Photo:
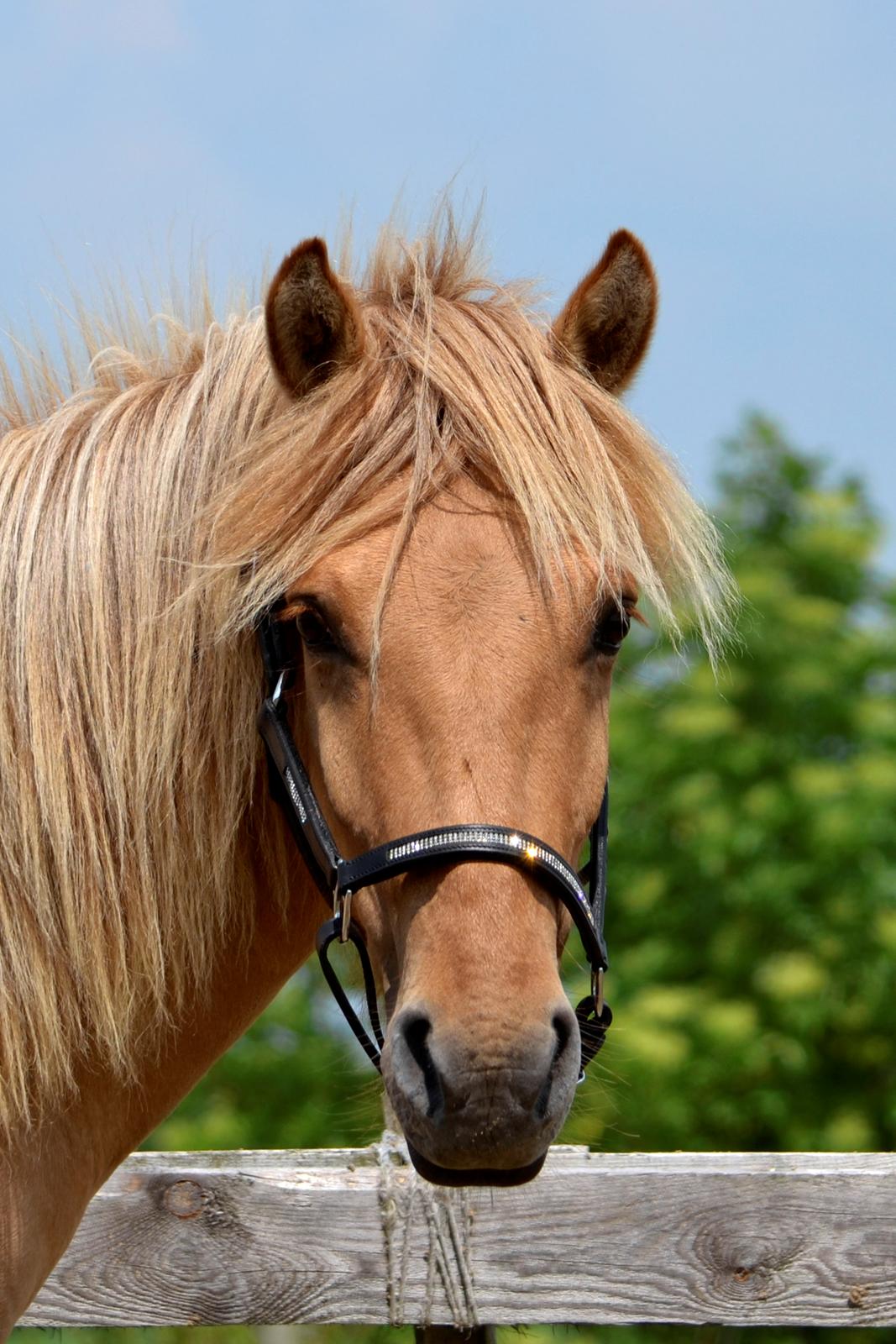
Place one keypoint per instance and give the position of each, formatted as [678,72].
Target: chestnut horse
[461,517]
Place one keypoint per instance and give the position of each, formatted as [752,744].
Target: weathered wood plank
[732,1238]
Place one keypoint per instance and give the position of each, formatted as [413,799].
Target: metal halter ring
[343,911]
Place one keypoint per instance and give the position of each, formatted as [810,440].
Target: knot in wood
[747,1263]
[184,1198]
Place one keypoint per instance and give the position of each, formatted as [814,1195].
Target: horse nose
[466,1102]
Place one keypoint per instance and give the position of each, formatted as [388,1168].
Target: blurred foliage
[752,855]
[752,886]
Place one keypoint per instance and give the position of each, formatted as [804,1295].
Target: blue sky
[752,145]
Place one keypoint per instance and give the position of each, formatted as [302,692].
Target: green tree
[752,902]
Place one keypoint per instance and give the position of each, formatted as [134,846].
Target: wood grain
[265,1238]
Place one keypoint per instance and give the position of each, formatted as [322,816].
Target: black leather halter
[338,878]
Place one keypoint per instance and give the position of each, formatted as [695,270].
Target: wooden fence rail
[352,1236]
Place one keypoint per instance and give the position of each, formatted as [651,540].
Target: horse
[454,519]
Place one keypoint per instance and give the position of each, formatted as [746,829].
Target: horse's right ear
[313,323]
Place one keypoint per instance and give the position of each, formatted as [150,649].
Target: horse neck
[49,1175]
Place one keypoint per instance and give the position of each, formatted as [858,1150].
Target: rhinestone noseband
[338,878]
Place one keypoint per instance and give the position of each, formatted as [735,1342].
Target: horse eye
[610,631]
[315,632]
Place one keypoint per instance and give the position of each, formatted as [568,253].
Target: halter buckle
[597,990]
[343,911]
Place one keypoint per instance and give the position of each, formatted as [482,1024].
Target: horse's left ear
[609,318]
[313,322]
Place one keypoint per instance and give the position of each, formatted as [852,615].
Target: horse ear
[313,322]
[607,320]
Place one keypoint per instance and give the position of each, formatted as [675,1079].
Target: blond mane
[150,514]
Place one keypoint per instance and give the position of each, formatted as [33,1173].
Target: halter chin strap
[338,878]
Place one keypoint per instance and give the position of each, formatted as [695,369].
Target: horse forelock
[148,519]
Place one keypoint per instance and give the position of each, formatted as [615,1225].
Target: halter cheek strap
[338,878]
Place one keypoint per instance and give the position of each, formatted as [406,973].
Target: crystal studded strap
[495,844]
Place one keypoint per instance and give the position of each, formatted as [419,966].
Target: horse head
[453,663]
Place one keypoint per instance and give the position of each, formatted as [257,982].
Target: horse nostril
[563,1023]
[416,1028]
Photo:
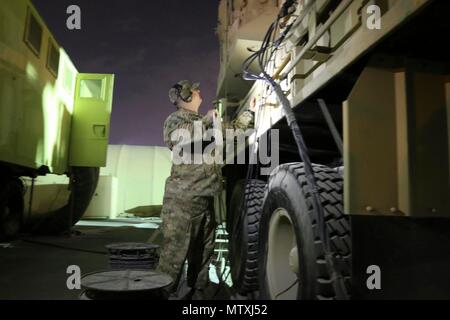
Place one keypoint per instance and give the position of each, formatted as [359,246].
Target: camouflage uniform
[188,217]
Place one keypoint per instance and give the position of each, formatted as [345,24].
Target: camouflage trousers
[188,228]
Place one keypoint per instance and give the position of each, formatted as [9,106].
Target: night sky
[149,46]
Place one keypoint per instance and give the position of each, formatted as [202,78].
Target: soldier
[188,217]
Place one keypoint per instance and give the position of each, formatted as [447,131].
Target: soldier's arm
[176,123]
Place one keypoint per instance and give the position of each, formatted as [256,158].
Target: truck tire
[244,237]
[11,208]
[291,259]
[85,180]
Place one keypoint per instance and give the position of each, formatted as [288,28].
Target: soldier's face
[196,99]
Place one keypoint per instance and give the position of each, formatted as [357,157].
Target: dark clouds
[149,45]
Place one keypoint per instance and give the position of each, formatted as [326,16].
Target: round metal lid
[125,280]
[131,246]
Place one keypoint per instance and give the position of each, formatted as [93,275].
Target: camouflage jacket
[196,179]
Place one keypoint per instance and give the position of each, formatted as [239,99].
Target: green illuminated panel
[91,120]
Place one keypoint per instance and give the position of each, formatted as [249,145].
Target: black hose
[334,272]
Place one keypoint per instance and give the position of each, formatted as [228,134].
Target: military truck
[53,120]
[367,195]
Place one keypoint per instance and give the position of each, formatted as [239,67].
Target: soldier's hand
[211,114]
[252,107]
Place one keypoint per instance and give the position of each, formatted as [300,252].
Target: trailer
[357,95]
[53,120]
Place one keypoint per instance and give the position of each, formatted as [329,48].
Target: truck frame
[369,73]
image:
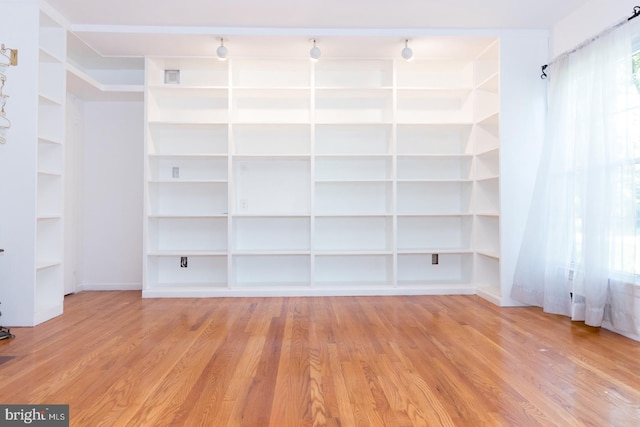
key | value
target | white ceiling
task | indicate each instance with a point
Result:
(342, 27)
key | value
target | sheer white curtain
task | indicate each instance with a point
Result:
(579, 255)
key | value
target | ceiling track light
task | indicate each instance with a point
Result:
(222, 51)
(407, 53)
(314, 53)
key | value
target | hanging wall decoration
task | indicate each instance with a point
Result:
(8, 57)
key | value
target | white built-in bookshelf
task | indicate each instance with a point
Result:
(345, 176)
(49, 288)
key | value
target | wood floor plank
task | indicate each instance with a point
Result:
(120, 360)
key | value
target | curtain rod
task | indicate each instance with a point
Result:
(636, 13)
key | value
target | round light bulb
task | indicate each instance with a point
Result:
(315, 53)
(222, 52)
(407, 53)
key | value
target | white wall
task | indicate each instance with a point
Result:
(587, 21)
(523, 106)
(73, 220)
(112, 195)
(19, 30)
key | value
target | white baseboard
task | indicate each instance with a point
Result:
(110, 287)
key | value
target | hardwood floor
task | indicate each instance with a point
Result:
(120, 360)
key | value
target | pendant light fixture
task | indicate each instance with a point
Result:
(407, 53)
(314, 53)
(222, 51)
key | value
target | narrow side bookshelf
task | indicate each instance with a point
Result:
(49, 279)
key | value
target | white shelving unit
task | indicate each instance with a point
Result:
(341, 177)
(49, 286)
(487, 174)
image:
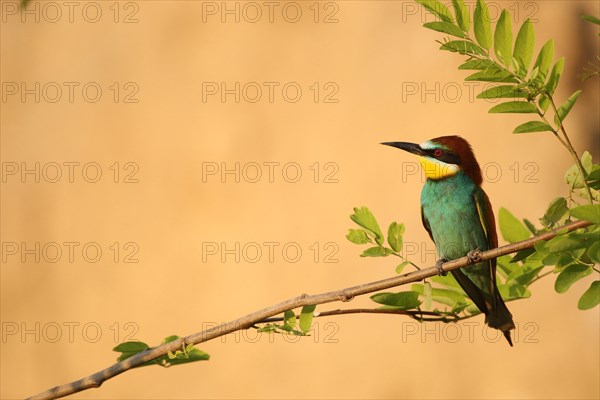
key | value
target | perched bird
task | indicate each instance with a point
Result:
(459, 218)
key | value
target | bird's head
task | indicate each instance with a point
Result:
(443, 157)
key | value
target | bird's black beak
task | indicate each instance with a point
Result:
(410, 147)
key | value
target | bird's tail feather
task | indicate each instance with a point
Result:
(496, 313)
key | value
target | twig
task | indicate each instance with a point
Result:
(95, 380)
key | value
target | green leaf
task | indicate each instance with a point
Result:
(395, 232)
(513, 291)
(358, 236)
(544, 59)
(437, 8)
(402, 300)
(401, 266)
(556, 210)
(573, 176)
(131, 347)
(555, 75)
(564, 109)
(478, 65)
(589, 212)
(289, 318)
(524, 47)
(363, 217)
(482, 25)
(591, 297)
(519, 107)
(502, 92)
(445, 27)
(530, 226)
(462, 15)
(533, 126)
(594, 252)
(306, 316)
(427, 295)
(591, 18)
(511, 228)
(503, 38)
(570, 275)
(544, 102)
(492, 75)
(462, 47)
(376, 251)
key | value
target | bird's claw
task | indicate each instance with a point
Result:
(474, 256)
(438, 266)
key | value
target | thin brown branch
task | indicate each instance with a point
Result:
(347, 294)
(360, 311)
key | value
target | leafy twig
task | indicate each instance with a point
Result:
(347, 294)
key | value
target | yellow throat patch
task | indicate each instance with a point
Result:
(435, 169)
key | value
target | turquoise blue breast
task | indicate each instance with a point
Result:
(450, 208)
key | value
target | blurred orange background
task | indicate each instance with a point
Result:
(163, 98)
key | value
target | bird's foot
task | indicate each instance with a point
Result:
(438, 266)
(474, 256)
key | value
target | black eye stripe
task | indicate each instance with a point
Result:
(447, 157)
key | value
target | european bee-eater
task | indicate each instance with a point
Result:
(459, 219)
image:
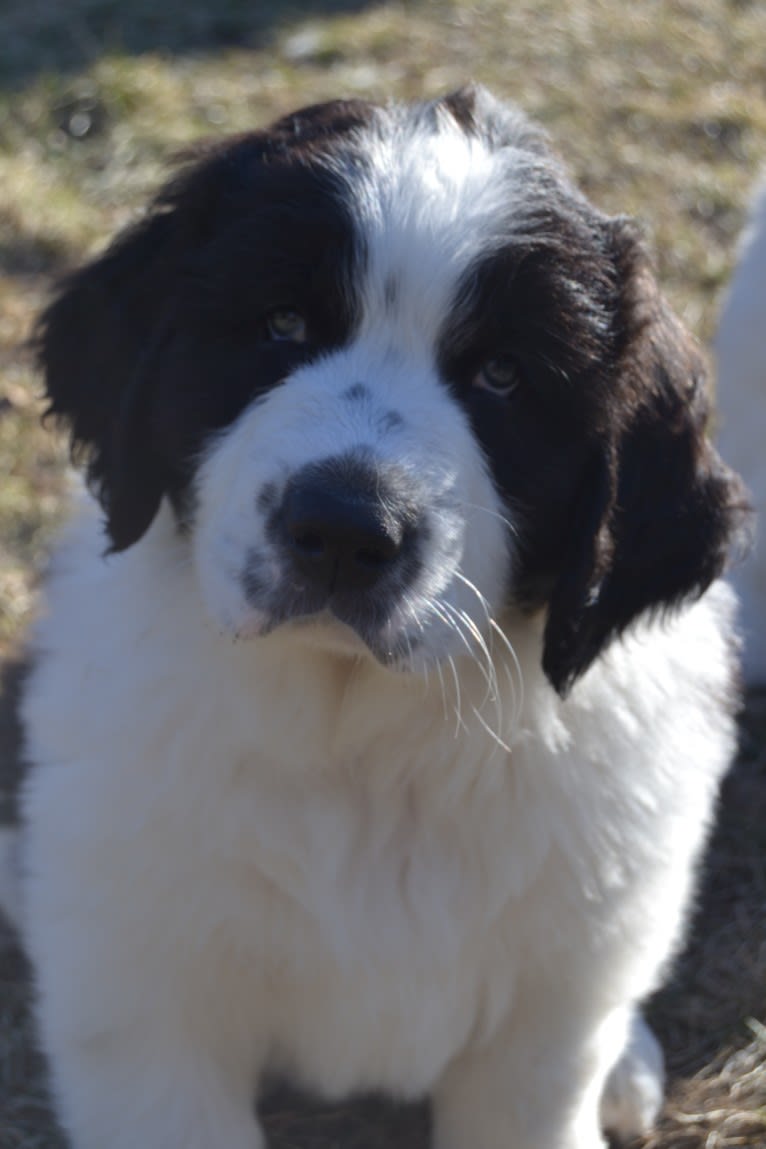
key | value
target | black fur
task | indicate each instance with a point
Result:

## [What you need to do]
Copy all lines of the records that have the string "bird" in them.

## [Result for this task]
target | perched bird
target | bird's head
target | bird's black beak
target | bird's tail feather
target | bird's claw
target | bird's foot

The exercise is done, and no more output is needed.